- AIM
Below is a listing; copy all of it exactly.

- RAW RECORDS
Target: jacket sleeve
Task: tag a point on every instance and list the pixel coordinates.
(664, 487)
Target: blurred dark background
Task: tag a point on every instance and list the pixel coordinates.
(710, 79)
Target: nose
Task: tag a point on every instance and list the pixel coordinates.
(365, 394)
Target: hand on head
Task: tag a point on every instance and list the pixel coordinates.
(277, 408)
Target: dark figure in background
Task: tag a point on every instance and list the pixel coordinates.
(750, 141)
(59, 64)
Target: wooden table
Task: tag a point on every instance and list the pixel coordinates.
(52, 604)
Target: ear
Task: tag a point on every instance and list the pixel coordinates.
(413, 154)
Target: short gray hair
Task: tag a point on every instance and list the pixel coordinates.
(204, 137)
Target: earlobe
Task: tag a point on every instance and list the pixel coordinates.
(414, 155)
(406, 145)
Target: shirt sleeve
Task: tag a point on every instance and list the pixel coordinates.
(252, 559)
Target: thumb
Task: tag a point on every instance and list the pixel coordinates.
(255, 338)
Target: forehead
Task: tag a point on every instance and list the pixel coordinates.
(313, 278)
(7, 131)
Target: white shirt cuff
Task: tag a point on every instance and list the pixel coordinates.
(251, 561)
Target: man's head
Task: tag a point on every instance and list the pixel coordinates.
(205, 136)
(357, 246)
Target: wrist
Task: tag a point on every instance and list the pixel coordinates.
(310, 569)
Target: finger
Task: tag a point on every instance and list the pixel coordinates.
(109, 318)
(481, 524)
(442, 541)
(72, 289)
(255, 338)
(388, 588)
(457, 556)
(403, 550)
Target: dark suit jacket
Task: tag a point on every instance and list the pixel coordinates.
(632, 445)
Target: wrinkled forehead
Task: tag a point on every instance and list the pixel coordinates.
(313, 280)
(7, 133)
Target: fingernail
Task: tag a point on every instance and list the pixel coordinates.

- RESULT FOR THIS TASK
Target: jacket sleeve
Task: tag a point on every instance and list the pixel coordinates.
(664, 487)
Target: blurred dark background
Task: tag a point on every instance and list the pixel coordinates.
(710, 79)
Target: nose
Task: tag a point on every instance and list the pixel coordinates.
(365, 394)
Target: hand on head
Task: tag a point on every instance and list the pixel coordinates.
(277, 408)
Target: dark figure in background
Task: tag a point on every instance and list the pixel coordinates.
(750, 141)
(59, 64)
Target: wooden table
Task: tag a point on every instance and list the pixel coordinates.
(52, 604)
Target: ear
Task: tag a point on every instance and list the pixel coordinates.
(413, 154)
Target: short gray hair
Task: tag a point on every instance and list the pixel coordinates.
(204, 137)
Target: earlobe
Task: tag a point on every instance and list the pixel coordinates.
(414, 155)
(406, 145)
Target: shirt sleeve
Task: tag a point on every instance and list the pixel coordinates.
(252, 559)
Target: thumb
Task: tag a point on every instance and list the pixel coordinates.
(255, 338)
Target: forehead
Task: tag a point on every instance and list the pixel coordinates.
(313, 278)
(7, 131)
Target: white shirt cuff
Task: tag a point on every instance and list the pixel coordinates.
(251, 561)
Target: man's head
Task: tag a point on every instance and list the pixel coordinates.
(205, 136)
(357, 246)
Target: wrist
Task: tag a point on every instance and list the pixel coordinates.
(310, 569)
Target: finger
Task: tag a point on every instance and list the pixel coordinates.
(109, 318)
(481, 524)
(442, 541)
(72, 289)
(255, 338)
(388, 588)
(457, 556)
(403, 550)
Target: dark suit jacket
Task: tag a point on every instance and list the pixel coordinates.
(632, 445)
Target: wrinkled forehead
Task: tag a point on every instance and list the pixel coordinates.
(313, 280)
(7, 133)
Target: fingernail
Task: tag a point on every instance and list the pixel coordinates.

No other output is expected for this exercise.